- Selected text -
^^^^^^^^^^^^^^^^

War prevented an exchange student from returning home. She’s now on the dean’s list and plans to transfer to WMU.
The Timothy J. Nelson Innovation Center is Anastasiia Hrukach’s favorite place on NMC's campus. “I love how modern it is, how light and open it is,” she says. “I’m in the Innovation Center ninety-nine percent of the time if I don’t have my classes.
Anastasiia Hrukach has so completely adopted Traverse City as her home that she tries to use her palm, as Michiganders do, to show the location of her native Ukrainian city, Chernihiv.
“But it doesn’t work,” she says with a laugh, dropping her hand in her lap as she sits in the Hawk Owl Cafe on NMC’s main campus, separated by 5,000 miles and nearly two years from Chernihiv and her family.
Hrukach arrived in Traverse City in fall 2021 for a year as an exchange student at Traverse City Central High School. She was supposed to reunite with her parents and younger brother Nikita in Ukraine in May 2022.
HOME AWAY FROM HOME
Dual-enrolled at NMC and Traverse City Central High School
Runs with Traverse City Track Club
Member of TC Central cross-country, cheerleading and tennis teams
Named to NMC Dean's List and plans to attend Western Michigan University in fall 2023
Located on main highway to capital, Kyiv
Russia invaded Feb. 24, 2022
United Nations estimates 8,231 civilians killed
Parents and brother, 9, moved to grandparents' more rural home
But Hrukach’s plans changed on February 24, 2022, when Russian troops invaded Ukraine. Chernihiv, located near the border on the main highway a few hours north of the capital, Kyiv, was one of the first cities attacked. Hrukach, 17, had to figure out how to cope with an unimaginable reality. “People didn’t believe, to the last day, that the war would start,” says Hrukach, who had known fighting between Russia and Ukraine for half her life, dating back to 2014. Despite the eight intervening years of conflict, mostly in eastern Ukraine, no one had foreseen an all-out war. So the news her host mother broke that February morning was shocking as well as frightening.
In those first days, both of her parents’ workplaces were bombed as was a neighbor’s house. Her family fled to a shelter. To prevent a Russian advance on the capital, Ukraine bombed a key bridge between Chernihiv and Kyiv, isolating the city. Hrukach worried if her family would have enough food. Power was limited and unreliable, so she could only communicate by text.

^^^^^^^^^^^^^^^^

(Segmentation data)
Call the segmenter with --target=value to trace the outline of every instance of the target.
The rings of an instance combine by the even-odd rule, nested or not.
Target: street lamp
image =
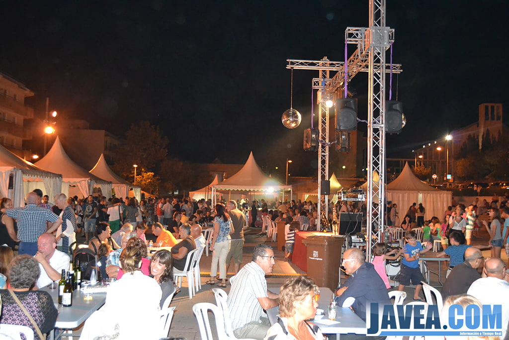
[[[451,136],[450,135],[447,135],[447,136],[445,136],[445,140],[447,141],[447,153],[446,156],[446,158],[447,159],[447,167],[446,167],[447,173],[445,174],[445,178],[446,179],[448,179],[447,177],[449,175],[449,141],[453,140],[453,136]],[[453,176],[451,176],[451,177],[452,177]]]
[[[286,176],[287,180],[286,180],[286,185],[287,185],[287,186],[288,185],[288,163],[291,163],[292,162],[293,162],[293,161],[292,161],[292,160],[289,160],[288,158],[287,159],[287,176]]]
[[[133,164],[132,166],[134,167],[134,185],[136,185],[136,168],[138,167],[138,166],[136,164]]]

^^^^^^^^^^^^^^^^

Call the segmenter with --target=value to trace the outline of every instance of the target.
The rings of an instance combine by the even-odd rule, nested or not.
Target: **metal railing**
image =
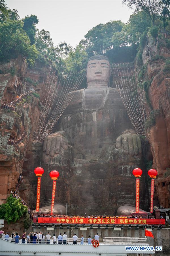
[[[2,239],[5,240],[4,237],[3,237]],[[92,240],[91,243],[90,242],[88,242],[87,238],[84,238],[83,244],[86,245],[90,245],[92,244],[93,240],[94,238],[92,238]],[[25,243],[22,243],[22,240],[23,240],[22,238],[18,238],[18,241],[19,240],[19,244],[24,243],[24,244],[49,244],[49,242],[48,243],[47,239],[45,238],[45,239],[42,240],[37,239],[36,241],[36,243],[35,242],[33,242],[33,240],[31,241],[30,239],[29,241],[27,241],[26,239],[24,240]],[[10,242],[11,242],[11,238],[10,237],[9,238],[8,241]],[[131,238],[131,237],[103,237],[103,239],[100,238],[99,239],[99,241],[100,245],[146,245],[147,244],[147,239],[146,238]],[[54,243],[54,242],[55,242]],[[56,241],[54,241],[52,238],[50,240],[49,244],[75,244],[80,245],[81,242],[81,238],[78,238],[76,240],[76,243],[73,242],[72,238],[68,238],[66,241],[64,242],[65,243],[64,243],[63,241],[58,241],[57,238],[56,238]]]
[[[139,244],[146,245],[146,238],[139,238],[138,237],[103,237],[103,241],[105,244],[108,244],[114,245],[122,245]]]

^^^^^^^^^^^^^^^^

- Complete the following -
#1 Answer these questions using the article about Anastasiia Hrukach:
(a) What is the name of her native Ukrainian city?
(b) When did she arrive in Traverse City as an exchange student?
(c) In the first days of the invasion, what happened to both of her parents' workplaces?
#2 Duplicate the part of the article about Anastasiia Hrukach that opens with the words containing "War prevented an" and closes with "and her family.".
#3 Pick up the article about Anastasiia Hrukach from the point where it stops, and keep writing.

- Answer list -
#1
(a) Chernihiv
(b) Fall 2021
(c) They were bombed.

#2
War prevented an exchange student from returning home. She’s now on the dean’s list and plans to transfer to WMU.
The Timothy J. Nelson Innovation Center is Anastasiia Hrukach’s favorite place on NMC's campus. “I love how modern it is, how light and open it is,” she says. “I’m in the Innovation Center ninety-nine percent of the time if I don’t have my classes.
Anastasiia Hrukach has so completely adopted Traverse City as her home that she tries to use her palm, as Michiganders do, to show the location of her native Ukrainian city, Chernihiv.
“But it doesn’t work,” she says with a laugh, dropping her hand in her lap as she sits in the Hawk Owl Cafe on NMC’s main campus, separated by 5,000 miles and nearly two years from Chernihiv and her family.

#3
Quickly, however, her parents and brother moved to her grandparents’ home in a safer village outside Chernihiv. Power improved enough that she could make phone and video calls. And with the help of those in her new hometown, including host parents Erin and Dean Bowles, the Traverse City Track Club and NMC, she created a coping strategy.
“Keeping myself busy helped me the most,” says Hrukach. “I do read news. I also know the best for me, and the best I can do is just get an education.”
She’s well on her way. Hrukach took most of her senior year classes as a dual-enrolled student at NMC. She made the dean’s list for her high grade point average and earned 24 credits in subjects including English, psychology, contemporary social dilemmas and chemistry. She loved the in-person classes and NMC's faculty.
“The best I can do is just get an education."
– Anastasiia Hrukach
“Everyone wants to help you. You can text your professor and they will help you,” she says.
Chemistry instructor Mary Jo Elliott is one of her favorites. “She explained it in a way that I loved. She is keeping us on track,” Hrukach says, adding that the course requires 20 hours of homework a week.
Thanks to Elliott’s influence as well as the Bowleses (both engineers), Hrukach is leaning towards a degree in chemical engineering.
Dual-enrollment also was financially advantageous for Hrukach. In Ukraine, school goes only to 11th grade, so back home she would have been in college, which is mostly free to citizens. In the U.S. on a student visa, she’ll have to pay for tuition herself. She waged an all-out effort to get a scholarship, applying to 57 U.S. colleges and universities. She plans to attend Western Michigan University, which has offered her a full scholarship to its honors college. Combining her dual-enrolled credits with an Advanced Placement calculus course at Central, she could start at WMU with a full year already completed.
Sports and outdoor activities round out Hrukach’s life in Traverse City, another change for her. She was born with a heart condition and doctors prevented her from much activity until she was 12 and outgrew her condition. Here, host dad Dean Bowles introduced her to running. Wednesday evening runs with the Traverse City Track Club became a weekly ritual, and she’s competed in events like the Frozen Foot 5K and St. Patrick’s Day fun run. She enjoys her fellow runners as much as the running.
“I felt like a part of the community,” she says.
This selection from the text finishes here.